• _Exercise goal_: Convert the lines below into a two-column CSV with the headers text and answer. Each row should pair a line of text with all the coordinate lines that follow it, with both fields quoted and line breaks replaced by spaces.

***

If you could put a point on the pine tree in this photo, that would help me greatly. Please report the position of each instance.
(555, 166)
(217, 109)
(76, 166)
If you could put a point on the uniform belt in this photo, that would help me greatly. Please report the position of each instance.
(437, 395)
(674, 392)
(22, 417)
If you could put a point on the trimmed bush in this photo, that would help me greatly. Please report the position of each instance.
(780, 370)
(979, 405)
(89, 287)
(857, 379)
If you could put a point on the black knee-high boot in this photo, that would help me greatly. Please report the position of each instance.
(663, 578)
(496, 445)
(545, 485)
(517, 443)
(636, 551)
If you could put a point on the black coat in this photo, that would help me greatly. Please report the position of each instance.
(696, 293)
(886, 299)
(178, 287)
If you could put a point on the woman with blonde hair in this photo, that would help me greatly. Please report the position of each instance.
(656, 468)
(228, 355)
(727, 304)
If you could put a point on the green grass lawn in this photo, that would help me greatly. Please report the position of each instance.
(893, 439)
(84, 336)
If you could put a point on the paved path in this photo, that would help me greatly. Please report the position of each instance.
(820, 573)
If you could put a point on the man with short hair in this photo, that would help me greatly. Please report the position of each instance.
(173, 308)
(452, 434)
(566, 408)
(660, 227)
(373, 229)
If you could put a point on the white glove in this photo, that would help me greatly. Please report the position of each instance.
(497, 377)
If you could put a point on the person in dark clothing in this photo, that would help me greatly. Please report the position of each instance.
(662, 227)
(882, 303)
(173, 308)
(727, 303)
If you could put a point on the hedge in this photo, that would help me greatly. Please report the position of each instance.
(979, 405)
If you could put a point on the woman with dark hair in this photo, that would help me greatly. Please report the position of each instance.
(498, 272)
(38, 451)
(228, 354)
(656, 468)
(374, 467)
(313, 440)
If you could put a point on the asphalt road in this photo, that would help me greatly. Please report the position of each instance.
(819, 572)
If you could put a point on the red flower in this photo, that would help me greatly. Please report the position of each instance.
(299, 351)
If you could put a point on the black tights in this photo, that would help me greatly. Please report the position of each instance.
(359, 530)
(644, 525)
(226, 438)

***

• _Final answer_:
text,answer
"If you could put a point on the pine tree in this photo, that would help me greatly. Please report the position of each instance.","(555, 166) (217, 109) (76, 166)"
"If you could put a point on the uniform belt in this photo, that would help me greatly. Please report the position of each instance.","(437, 395) (674, 392) (22, 417)"
"If you could put a point on the trimmed bush in this photo, that would help me greatly. Please report the position of each instance.","(780, 370) (979, 405) (89, 287) (857, 379)"
"If you could put a point on the black knee-high boot in this photo, that would help me greatly. Please report the position of each instance.","(663, 578) (496, 445) (545, 485) (517, 443) (636, 551)"
"If you could put a point on the black coat in this photo, that would help me greatly. Please report the position of each instance.","(696, 293) (886, 299) (178, 287)"
"If you could put a point on the woman with blonde hair in this photo, that would help me greatly. Please report the position of each instance.","(656, 468) (228, 355) (727, 304)"
"If you could put a point on the green grass lawn in this photo, that would help me greatly. Please report the position of each instance.","(893, 439) (84, 336)"
"If you could put a point on the paved path in this photo, that would help me greatly. Please report the position of each instance.","(820, 573)"
"If you could put a point on the man with short hair in this photo, that would help me greatly. Please report the position of each instance.","(173, 308) (452, 434) (566, 408) (660, 227) (373, 229)"
"If you could put a point on the white glove in this photo, that would help me greatly. Please report the position of each instance.","(497, 377)"
"If you could put a point on the person in dark clothing in this photo, that would help me greatly. Please report the position of each instance.","(662, 227) (882, 303) (173, 308) (727, 303)"
"If you could put a point on the hedge in this photo, that would help me greatly. Please report the position of each instance.","(979, 405)"
"If you could put a point on the woman with dark hair in this photo, that would help me greatly. Please report the position of each instance.","(498, 272) (38, 451) (228, 354) (656, 468) (374, 467) (313, 440)"
"If you could put a point on the asphalt road in this photo, that would help me greatly. Please report the position of each instance.","(819, 572)"
"If you could put a point on the red flower in this photo, that would help me greatly. Please report the position of each instance.","(299, 351)"
"If you could put a point on the black tights in this photo, that would help me greatly. Please report the position of each instance.","(359, 530) (644, 525) (226, 438)"